It can be seen from Fig. 10 that the isochoric heat capacity of spacetime doesn’t vanish, which is consistent with the result in Ref. [65, 66]. That is different with AdS black holes, whose isochoric heat capacities are zero [33,34,35,36]. For any thermodynamic systems, the isochoric heat capacity doesn’t vanish in general, so our conclusion is more universal. Therefore, when considering the interaction of two horizons for the RN-dSQ spacetime, the effective thermodynamic quantities and corresponding equations are more closer to the characteristics of an ordinary thermodynamic system. Thus this thermodynamic system described by the effective thermodynamic quantities is more universal.

According to Ehrenfest’s classification of phase transitions, if the Gibbs functions of two phases and their first-order partial derivatives are continuous, but their second-order partial derivatives are of sudden changes, the phase transition is called the second-order one. From the above analysis, we know that for the lower effective temperature (\({T_{eff}} < T_{eff}^c\)), the entropy and volume will undergo sudden changes, and the spacetime undergoes a first-order phase transition. As \({T_{eff}} = T_{eff}^c\), the entropy and volume are continuous, while the isobaric heat capacity, isobaric expansion coefficient, and isothermal compression coefficient both have a peak at the critical point shown in Fig. 9.

__________

* _CHALLENGE_
Repeat word for word the part of the passage on spacetime thermodynamics starting at "It can be seen" and ending at "quantities is more universal.".

__________

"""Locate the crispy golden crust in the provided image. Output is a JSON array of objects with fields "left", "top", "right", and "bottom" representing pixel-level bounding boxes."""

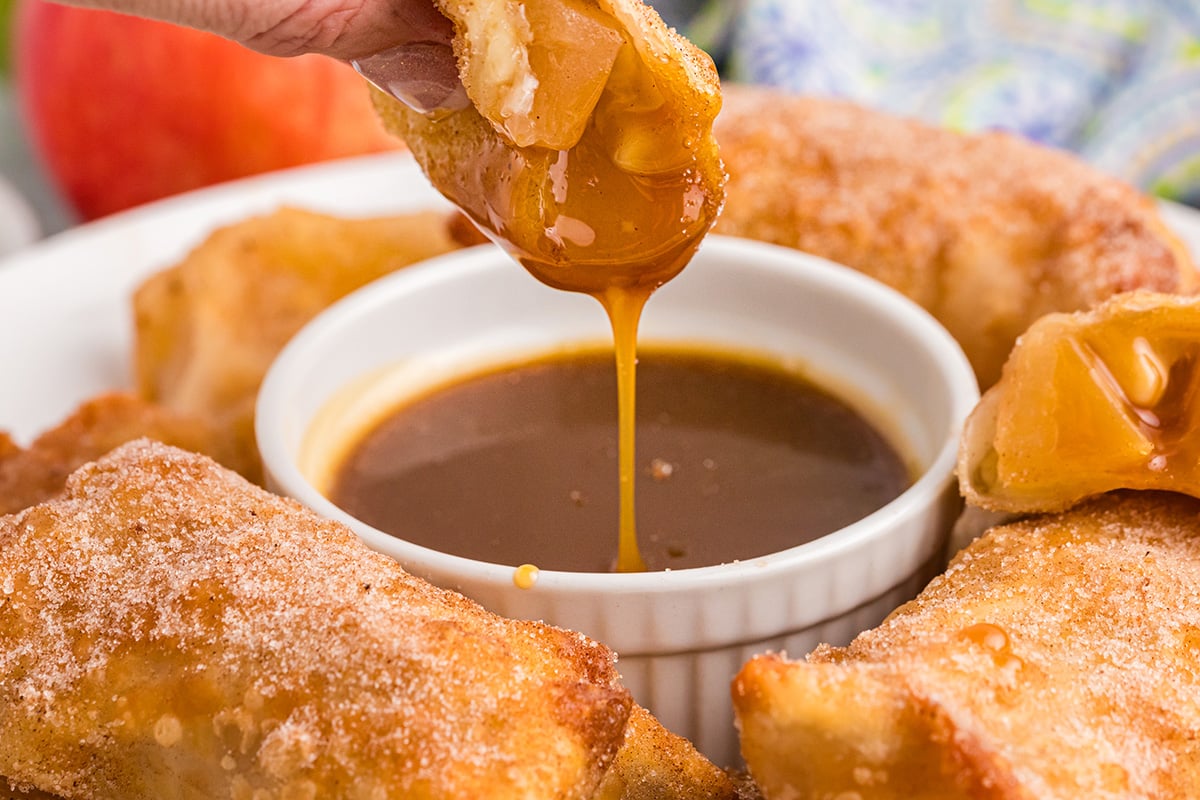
[
  {"left": 733, "top": 492, "right": 1200, "bottom": 800},
  {"left": 0, "top": 392, "right": 244, "bottom": 515},
  {"left": 0, "top": 441, "right": 631, "bottom": 800},
  {"left": 714, "top": 85, "right": 1196, "bottom": 387},
  {"left": 958, "top": 291, "right": 1200, "bottom": 513},
  {"left": 373, "top": 0, "right": 725, "bottom": 286},
  {"left": 133, "top": 209, "right": 458, "bottom": 480},
  {"left": 595, "top": 705, "right": 739, "bottom": 800}
]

__________

* _RIGHT ANSWER_
It can be seen from Fig. 10 that the isochoric heat capacity of spacetime doesn’t vanish, which is consistent with the result in Ref. [65, 66]. That is different with AdS black holes, whose isochoric heat capacities are zero [33,34,35,36]. For any thermodynamic systems, the isochoric heat capacity doesn’t vanish in general, so our conclusion is more universal. Therefore, when considering the interaction of two horizons for the RN-dSQ spacetime, the effective thermodynamic quantities and corresponding equations are more closer to the characteristics of an ordinary thermodynamic system. Thus this thermodynamic system described by the effective thermodynamic quantities is more universal.